All of the records shown below need to be copied with no differences.

Point localization data
◆ ◆ ◆ ◆

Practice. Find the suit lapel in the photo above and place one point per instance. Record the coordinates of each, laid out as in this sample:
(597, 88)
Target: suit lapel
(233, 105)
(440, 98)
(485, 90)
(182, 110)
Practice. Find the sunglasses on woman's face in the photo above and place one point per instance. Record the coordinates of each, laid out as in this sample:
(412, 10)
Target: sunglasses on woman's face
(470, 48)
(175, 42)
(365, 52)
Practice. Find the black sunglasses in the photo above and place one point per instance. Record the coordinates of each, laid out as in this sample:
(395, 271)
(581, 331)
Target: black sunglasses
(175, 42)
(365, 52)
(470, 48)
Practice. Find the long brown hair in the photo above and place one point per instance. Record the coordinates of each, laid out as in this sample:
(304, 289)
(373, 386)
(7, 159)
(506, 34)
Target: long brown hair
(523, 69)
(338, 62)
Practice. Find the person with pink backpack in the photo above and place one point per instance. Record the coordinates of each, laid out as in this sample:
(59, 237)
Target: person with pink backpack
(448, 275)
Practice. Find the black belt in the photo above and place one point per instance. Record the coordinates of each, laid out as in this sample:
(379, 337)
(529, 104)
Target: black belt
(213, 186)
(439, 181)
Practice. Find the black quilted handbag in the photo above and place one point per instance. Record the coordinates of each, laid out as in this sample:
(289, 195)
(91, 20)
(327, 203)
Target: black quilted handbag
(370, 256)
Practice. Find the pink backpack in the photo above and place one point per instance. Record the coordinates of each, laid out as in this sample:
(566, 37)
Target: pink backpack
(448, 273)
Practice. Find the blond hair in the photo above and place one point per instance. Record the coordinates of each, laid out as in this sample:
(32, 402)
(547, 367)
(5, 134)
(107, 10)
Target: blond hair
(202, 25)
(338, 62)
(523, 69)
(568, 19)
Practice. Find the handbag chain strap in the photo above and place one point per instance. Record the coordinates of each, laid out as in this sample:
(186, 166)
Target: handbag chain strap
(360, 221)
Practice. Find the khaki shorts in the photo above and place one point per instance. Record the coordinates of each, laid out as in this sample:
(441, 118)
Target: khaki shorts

◆ ◆ ◆ ◆

## [Answer]
Practice. Find the suit lapel in the photo above and place one point per instance. Record the coordinates of each, laid out as in this sample:
(597, 88)
Target: suit lapel
(233, 105)
(440, 98)
(485, 90)
(182, 110)
Practice. Find the sunglasses on woman's face in the photo above and place one point per instance. Record the coordinates of each, laid out as in this sample:
(412, 10)
Target: sunglasses on woman's face
(470, 48)
(175, 42)
(365, 52)
Practice. Find the black sunglasses in the photo above and place one point per instance. Record the coordinates of each, laid out as in this sample:
(395, 271)
(581, 331)
Target: black sunglasses
(175, 42)
(365, 52)
(470, 48)
Practice. Find the long brown hair in the photo above and place one point per instance. Record the coordinates of each, laid out as in this sample:
(304, 289)
(373, 386)
(7, 159)
(506, 34)
Target: long brown hair
(523, 69)
(338, 62)
Practice. Find the person with pink backpack in the photo above and place one point per instance. Record the coordinates of each, laid out as in this sample:
(59, 237)
Target: person with pink backpack
(448, 275)
Practice. Find the black belt in the photo above and place one point per instance. Record the coordinates of each, laid out as in this sample:
(379, 337)
(529, 104)
Target: black belt
(213, 186)
(439, 181)
Practice. Find the black quilted handbag in the photo above and place one point per instance. Record the coordinates of each, laid out as in this sample:
(289, 195)
(91, 20)
(327, 203)
Target: black quilted handbag
(370, 256)
Practice. Find the pink backpack in the photo above and place one point per instance. Record the coordinates of each, laid out as in this sample:
(566, 37)
Target: pink backpack
(448, 273)
Practice. Find the blond hair in the photo above and place one point per instance. Record the coordinates of each, laid out as in this sample:
(32, 402)
(547, 367)
(5, 134)
(107, 10)
Target: blond hair
(202, 25)
(338, 62)
(523, 69)
(568, 19)
Practice. Find the handbag chain strap in the photo above and place one point per instance. Record the coordinates of each, laid out as in this sample:
(186, 166)
Target: handbag chain strap
(360, 221)
Practice. Find the khaki shorts in the photo above and place one point per instance. Record the coordinates of each, laid out as in this sample:
(441, 118)
Target: khaki shorts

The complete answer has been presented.